Natural-language object grounding data
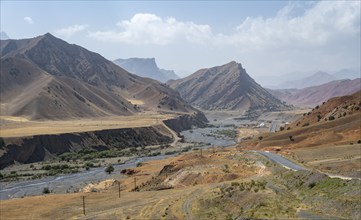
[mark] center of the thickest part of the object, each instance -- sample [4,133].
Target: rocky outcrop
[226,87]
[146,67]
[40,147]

* * *

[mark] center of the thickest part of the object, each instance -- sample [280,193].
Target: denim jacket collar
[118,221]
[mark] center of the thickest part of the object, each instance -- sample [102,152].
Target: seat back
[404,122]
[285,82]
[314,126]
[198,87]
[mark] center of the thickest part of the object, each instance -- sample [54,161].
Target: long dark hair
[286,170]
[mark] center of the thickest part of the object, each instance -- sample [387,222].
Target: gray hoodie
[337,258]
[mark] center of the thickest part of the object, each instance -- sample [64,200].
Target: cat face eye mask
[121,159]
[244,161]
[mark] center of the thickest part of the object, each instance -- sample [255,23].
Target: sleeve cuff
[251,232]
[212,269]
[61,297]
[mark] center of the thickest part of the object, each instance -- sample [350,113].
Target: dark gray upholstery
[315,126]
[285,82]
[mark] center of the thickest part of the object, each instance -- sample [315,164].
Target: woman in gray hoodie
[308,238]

WHAT YOU WILL DO: Of the entries above, transcribe exactly those lines that fall between the line containing "Target: long dark hair" and the line containing "-- sample [64,200].", together with those two lines.

YOUR RESPONSE:
Target: long dark hair
[286,170]
[mark] center of the thickest part of the object, each instance -- sample [387,222].
Target: gray hoodie
[337,258]
[mark] center of the thickest part of the object, each instance -- sample [64,200].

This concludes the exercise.